EXERCISE MATERIALS.

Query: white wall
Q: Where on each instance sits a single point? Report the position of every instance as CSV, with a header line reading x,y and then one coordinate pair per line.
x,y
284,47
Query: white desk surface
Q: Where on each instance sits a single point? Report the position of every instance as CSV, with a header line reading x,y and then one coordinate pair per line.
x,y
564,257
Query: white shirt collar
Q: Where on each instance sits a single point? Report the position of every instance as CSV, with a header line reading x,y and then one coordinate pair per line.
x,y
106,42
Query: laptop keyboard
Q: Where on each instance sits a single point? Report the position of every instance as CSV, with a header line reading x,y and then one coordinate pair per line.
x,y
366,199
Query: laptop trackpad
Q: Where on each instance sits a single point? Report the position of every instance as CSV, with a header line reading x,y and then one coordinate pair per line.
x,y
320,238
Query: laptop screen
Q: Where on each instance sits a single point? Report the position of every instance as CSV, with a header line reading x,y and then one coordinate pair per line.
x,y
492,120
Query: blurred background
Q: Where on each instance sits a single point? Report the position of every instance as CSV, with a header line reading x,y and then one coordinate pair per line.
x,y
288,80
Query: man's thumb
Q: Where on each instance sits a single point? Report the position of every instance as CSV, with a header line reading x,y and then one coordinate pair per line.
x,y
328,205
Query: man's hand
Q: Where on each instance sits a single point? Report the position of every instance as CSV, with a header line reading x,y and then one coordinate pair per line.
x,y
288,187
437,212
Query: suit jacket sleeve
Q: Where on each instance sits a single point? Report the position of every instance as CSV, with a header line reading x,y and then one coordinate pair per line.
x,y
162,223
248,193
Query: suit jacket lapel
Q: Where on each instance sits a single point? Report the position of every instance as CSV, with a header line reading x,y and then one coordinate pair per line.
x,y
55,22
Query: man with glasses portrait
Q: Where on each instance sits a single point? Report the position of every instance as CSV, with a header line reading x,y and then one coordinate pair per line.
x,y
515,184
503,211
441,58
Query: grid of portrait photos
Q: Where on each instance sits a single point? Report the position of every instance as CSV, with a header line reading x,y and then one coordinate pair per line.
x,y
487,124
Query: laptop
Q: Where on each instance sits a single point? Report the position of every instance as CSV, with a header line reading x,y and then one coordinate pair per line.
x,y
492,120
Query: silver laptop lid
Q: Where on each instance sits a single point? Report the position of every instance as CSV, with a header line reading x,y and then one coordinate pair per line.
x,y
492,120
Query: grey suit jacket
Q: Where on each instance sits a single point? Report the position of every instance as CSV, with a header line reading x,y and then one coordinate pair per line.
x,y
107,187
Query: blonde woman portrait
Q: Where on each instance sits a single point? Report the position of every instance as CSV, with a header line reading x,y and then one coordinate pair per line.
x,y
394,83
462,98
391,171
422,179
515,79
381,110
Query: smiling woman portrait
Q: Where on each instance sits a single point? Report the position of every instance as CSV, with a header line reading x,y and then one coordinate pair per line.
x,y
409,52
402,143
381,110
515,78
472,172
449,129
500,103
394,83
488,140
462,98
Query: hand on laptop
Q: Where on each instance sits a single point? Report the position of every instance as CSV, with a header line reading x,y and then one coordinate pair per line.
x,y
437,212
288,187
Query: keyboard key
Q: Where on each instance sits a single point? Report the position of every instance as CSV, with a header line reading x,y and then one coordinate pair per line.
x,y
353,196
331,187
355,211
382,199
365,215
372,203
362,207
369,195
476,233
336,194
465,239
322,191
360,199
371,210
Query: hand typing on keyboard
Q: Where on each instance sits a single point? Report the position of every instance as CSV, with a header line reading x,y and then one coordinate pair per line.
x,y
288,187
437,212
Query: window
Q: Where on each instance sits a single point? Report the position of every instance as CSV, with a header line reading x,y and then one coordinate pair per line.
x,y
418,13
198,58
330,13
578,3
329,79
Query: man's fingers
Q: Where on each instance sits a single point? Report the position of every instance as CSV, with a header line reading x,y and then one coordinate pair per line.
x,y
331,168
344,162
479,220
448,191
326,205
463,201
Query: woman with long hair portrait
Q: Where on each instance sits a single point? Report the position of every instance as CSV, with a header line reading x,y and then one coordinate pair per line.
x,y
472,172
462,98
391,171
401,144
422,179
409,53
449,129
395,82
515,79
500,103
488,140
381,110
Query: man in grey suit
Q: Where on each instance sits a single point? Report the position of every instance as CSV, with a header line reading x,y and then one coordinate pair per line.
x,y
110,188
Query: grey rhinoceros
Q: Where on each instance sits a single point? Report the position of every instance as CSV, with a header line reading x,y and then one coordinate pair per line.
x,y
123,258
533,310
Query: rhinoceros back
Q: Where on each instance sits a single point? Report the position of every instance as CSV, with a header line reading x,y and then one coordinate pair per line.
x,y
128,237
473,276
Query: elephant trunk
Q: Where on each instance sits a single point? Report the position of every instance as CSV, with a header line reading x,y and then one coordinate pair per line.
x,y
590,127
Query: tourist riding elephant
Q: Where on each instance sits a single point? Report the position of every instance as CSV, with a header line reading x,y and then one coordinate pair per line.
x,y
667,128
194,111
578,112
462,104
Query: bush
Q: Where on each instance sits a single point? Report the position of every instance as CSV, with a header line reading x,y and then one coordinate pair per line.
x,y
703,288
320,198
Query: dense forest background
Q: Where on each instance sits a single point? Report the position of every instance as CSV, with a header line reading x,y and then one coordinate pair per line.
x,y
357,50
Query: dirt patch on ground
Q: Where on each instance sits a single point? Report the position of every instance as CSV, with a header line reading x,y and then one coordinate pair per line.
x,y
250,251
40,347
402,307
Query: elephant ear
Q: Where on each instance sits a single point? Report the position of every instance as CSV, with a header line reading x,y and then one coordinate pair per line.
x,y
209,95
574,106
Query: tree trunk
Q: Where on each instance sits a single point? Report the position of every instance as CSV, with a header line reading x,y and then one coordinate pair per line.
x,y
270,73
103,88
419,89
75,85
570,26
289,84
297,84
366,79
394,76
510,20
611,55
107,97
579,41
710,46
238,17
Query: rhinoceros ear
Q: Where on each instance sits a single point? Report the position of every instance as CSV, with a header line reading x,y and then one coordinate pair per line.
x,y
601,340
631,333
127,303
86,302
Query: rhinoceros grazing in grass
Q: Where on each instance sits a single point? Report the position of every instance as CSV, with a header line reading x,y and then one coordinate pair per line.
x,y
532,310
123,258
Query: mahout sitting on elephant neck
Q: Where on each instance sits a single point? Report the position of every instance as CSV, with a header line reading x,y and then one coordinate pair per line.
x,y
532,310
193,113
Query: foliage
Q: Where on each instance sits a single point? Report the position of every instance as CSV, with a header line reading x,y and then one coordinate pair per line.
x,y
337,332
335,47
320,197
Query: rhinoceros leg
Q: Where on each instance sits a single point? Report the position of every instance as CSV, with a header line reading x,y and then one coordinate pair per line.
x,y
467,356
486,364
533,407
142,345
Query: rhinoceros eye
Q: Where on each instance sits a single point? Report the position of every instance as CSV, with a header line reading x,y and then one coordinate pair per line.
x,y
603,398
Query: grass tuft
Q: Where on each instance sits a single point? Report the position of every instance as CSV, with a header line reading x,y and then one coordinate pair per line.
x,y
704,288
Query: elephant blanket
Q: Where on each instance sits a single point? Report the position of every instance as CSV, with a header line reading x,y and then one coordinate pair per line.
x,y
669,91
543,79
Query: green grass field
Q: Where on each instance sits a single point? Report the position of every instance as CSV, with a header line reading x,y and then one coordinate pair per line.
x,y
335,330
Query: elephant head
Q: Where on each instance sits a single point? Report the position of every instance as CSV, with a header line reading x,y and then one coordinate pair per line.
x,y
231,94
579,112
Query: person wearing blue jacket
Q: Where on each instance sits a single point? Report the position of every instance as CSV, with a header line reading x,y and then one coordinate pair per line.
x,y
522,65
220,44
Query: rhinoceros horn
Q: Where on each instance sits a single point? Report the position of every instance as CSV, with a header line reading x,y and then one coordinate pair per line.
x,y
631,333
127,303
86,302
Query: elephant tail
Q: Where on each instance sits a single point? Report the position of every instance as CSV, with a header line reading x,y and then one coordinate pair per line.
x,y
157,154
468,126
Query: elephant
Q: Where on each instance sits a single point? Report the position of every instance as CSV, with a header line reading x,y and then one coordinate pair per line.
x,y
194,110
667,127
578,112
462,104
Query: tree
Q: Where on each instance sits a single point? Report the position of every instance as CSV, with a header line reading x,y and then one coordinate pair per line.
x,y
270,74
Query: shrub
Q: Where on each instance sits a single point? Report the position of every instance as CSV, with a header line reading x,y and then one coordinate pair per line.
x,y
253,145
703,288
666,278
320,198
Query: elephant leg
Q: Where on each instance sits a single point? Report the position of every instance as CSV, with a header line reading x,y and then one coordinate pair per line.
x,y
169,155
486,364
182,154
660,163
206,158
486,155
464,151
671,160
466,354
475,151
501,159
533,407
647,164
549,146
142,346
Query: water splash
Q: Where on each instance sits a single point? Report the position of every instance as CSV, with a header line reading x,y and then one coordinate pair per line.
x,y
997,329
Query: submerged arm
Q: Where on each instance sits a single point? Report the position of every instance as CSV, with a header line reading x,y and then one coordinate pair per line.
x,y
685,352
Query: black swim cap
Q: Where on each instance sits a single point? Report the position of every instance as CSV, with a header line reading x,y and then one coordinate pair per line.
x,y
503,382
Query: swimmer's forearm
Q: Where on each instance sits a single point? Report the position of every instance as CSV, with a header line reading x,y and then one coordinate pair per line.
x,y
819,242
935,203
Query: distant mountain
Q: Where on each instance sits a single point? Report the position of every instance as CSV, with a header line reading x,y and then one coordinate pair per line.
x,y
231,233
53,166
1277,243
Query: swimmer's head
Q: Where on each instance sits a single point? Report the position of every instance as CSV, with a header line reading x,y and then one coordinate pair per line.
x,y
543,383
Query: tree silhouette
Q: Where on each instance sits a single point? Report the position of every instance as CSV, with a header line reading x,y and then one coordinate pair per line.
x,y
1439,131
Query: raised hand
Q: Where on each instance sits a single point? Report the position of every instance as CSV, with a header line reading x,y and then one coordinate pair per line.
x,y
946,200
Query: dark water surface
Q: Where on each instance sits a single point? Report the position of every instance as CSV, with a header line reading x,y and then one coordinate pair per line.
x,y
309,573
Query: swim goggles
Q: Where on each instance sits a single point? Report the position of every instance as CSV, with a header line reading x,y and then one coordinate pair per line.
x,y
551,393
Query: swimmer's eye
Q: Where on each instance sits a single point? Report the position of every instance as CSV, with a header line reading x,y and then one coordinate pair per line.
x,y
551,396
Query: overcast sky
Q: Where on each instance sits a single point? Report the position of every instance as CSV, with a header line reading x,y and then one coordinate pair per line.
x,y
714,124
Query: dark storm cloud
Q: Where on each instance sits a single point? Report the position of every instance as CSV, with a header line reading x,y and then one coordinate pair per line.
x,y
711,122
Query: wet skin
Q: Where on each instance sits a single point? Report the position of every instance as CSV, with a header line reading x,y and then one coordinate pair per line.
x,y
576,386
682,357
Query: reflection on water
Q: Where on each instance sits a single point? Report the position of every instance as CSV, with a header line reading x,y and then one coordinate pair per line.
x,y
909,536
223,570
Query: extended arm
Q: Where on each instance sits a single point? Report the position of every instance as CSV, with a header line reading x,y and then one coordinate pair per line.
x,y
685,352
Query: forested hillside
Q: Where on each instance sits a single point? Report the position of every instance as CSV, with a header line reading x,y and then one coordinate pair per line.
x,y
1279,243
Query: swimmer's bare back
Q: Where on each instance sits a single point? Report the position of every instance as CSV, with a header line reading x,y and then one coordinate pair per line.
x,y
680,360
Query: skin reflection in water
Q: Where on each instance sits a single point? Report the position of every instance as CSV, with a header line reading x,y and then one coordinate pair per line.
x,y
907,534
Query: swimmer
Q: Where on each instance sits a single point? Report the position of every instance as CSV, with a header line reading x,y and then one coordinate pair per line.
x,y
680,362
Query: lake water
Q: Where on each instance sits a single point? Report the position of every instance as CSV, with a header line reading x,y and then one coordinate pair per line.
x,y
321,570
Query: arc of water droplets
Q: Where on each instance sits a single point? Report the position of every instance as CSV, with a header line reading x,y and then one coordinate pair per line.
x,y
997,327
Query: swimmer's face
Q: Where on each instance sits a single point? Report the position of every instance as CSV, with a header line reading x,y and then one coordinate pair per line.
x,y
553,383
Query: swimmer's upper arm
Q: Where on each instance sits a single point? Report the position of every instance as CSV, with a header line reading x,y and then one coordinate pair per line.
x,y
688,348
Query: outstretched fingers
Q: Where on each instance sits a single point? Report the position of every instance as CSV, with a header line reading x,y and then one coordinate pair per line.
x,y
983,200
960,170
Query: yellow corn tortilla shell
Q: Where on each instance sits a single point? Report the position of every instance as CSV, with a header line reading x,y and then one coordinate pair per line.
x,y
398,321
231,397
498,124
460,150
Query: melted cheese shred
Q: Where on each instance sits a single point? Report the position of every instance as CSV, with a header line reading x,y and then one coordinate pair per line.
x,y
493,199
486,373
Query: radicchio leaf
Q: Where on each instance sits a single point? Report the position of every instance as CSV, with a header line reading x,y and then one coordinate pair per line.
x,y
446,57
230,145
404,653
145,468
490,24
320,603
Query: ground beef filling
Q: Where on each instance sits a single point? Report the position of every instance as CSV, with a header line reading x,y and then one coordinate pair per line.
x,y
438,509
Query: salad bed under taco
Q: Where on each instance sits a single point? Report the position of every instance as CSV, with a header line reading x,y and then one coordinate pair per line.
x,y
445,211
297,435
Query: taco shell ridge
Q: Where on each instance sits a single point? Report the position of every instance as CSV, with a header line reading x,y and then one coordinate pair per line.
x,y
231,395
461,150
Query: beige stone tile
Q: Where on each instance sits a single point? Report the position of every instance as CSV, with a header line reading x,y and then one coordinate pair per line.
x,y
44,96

WHAT TO WORK ON. Exactly as written, give again every line from the one containing "Query: melted cheese shred" through the last line of the material above, and no other lines.

EXERCISE SOLUTION.
Query: melted cheese shred
Q: Where on each instance sits a single point? Report the position of every instance as CSV, with a header line reading x,y and then one coordinate pair per line.
x,y
493,199
486,373
Query: radicchio leaf
Q: Where on each instance sits a single point? Report the position of every instance as CSV, with a header line reading x,y and then one coordinate pair per line.
x,y
446,57
230,145
404,653
145,468
490,24
320,603
Query: ground beef filling
Q: Where on each instance sits a single point? Report the position of every instance as CSV, with a header line reading x,y and then one coordinate pair per line.
x,y
438,509
Query: salad bed under taco
Q: Where on each instance sits a single point? Report the position of every instance as CSV, with a header line reading x,y and then one coordinate pair per line.
x,y
445,211
297,435
Query: taco shell ridge
Q: Where on each instance sits a single point? Report the position of every instance as CSV, with a header line reading x,y and then one coordinate pair per line.
x,y
231,395
461,150
Query: beige stone tile
Q: Where on each instance sits a single point? Report the position of every instance as CSV, with a header line reading x,y and then one coordinate pair per line.
x,y
44,96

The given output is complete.